+++ Exercise material +++

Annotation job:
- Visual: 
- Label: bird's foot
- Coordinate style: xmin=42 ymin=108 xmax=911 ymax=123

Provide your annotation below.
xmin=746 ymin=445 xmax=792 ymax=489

+++
+++ Exercise material +++

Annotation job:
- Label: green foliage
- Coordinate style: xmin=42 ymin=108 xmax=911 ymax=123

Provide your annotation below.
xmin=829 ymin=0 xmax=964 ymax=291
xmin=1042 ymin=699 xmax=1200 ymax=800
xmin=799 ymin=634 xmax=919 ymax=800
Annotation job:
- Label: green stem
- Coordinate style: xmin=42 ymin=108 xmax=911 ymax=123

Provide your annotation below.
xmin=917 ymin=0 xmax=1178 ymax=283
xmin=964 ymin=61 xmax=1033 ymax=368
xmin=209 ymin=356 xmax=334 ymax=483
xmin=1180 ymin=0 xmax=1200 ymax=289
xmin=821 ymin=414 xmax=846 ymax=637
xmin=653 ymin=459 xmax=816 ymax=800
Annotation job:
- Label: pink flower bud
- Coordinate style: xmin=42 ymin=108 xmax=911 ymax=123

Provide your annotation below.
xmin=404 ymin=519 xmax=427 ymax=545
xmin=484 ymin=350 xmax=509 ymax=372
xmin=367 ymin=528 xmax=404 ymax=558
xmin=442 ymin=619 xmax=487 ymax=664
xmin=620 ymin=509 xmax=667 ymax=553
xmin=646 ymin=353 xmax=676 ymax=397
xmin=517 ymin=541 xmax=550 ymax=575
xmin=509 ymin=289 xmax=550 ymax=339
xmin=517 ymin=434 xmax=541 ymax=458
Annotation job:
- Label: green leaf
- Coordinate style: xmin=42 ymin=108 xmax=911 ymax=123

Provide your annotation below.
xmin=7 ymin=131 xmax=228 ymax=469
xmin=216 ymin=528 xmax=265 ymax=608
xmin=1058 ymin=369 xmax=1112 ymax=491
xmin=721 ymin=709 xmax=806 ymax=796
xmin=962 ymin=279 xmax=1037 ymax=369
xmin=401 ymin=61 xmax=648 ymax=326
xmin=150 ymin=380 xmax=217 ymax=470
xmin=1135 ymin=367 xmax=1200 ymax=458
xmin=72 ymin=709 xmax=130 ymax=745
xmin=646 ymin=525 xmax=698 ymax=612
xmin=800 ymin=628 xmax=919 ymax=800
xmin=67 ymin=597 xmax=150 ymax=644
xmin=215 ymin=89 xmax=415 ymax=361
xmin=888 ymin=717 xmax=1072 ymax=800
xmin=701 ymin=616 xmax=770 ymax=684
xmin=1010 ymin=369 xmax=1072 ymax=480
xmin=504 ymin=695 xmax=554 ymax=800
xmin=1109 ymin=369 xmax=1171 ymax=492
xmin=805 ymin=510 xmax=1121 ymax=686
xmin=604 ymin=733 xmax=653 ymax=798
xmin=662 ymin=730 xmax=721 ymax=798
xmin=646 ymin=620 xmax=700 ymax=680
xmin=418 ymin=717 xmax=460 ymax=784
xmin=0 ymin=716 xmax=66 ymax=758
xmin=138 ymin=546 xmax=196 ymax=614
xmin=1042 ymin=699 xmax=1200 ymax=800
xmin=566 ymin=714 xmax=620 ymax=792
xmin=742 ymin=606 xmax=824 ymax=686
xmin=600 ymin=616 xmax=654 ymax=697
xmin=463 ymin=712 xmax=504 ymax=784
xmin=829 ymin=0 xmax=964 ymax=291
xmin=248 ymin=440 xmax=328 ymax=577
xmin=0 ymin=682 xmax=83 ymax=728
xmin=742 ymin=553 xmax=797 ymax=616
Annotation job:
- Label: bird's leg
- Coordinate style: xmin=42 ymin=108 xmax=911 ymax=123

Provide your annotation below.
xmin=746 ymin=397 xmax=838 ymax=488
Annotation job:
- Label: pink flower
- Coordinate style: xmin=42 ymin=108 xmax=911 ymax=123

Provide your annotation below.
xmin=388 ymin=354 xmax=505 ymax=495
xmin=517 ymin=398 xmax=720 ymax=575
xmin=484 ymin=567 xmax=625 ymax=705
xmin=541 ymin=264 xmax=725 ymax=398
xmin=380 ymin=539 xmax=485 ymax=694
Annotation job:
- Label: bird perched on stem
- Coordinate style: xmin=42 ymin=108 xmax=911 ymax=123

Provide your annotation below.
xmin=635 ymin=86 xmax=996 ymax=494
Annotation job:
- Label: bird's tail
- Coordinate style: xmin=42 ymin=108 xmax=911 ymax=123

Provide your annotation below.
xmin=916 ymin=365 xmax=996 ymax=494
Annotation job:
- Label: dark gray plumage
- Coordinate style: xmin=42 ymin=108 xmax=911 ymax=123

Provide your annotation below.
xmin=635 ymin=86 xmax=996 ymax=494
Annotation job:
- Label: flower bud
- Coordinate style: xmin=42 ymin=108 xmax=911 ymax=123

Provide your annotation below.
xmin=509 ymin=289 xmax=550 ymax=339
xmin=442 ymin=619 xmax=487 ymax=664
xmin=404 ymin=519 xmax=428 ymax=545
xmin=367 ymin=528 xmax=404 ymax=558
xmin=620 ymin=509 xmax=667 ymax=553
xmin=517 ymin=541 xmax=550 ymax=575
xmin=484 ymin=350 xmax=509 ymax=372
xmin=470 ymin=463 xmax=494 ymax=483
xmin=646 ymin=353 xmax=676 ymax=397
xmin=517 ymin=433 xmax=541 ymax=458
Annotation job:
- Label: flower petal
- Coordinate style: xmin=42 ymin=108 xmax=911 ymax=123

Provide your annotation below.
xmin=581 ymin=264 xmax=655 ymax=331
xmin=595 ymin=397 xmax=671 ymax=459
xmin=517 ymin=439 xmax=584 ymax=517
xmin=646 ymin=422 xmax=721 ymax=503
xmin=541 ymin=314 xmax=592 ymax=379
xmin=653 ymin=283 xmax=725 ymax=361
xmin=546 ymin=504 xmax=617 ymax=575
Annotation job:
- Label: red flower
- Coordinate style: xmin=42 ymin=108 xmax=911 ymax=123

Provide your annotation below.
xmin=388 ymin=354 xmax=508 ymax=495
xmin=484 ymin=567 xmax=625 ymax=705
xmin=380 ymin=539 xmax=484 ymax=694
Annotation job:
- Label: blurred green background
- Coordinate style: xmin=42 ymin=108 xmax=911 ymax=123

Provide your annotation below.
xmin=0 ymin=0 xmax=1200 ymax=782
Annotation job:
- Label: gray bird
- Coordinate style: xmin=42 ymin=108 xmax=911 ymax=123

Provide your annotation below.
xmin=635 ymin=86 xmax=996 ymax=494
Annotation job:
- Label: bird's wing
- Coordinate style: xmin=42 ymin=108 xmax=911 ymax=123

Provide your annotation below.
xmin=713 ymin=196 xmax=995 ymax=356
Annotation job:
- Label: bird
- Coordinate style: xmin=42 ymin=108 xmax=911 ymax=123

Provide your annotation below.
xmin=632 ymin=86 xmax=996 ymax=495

+++
+++ Exercise material +++

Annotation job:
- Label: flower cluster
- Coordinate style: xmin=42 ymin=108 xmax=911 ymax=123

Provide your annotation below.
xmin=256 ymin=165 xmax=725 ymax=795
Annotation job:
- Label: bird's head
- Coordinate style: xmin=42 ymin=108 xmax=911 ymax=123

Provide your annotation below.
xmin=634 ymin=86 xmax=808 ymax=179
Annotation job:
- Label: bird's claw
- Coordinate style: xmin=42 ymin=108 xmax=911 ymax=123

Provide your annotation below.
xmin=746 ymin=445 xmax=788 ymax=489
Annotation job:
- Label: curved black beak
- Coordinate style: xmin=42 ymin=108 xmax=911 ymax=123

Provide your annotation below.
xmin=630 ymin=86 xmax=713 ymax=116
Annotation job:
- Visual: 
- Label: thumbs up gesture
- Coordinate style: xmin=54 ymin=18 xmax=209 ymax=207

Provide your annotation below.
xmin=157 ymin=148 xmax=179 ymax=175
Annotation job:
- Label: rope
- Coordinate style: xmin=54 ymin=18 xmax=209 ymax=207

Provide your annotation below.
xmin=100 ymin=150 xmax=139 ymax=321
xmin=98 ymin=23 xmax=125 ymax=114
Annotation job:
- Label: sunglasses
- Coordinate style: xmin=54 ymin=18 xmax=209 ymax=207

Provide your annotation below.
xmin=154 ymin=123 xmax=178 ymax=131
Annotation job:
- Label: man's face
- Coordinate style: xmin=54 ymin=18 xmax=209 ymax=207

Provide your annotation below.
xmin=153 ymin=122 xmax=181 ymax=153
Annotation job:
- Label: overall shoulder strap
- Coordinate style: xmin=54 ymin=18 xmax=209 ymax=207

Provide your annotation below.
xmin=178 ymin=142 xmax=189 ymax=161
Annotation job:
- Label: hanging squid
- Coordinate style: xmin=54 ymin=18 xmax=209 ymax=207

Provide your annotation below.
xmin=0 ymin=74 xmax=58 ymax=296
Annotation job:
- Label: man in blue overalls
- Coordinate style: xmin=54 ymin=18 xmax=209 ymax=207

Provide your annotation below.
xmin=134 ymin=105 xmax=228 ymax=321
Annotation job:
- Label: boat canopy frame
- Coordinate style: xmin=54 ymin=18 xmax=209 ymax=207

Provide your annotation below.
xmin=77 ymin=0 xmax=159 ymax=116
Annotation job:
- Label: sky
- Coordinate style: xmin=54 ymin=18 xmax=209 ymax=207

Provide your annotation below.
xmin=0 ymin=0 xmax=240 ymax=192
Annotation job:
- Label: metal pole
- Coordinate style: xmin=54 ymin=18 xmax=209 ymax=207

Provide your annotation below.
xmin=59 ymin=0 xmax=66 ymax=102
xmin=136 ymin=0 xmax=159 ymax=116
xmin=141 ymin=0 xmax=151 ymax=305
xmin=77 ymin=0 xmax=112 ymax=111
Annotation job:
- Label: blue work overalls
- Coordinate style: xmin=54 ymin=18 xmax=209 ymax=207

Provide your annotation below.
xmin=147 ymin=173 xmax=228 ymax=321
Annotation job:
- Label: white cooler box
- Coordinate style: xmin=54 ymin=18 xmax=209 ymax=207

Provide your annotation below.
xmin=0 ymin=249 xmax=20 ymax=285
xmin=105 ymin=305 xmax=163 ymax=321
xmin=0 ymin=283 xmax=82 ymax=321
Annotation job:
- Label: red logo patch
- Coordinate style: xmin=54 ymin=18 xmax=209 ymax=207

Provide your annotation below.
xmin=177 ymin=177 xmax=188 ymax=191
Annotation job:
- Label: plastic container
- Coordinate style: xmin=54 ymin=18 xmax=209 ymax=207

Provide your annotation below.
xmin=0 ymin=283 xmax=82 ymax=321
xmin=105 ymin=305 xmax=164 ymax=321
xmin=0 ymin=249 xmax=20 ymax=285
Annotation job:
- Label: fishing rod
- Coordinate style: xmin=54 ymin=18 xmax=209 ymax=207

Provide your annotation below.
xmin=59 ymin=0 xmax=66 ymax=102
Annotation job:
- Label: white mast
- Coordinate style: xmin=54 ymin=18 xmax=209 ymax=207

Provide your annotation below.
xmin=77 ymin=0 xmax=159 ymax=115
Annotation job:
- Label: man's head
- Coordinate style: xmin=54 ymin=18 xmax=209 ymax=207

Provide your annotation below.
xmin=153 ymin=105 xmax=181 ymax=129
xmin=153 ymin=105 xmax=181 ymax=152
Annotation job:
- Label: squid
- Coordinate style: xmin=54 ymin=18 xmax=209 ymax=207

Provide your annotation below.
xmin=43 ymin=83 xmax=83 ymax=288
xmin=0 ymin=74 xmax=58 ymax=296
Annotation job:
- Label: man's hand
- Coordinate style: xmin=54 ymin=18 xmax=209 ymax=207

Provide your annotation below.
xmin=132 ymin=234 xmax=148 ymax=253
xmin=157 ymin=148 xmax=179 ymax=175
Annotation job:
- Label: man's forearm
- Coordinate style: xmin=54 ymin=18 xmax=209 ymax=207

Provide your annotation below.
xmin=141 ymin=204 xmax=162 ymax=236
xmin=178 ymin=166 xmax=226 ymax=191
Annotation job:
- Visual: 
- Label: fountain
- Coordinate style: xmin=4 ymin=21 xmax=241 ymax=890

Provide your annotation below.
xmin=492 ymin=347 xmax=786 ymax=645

+++

How many lines in the records above contain the string "green"? Reply with the number only.

4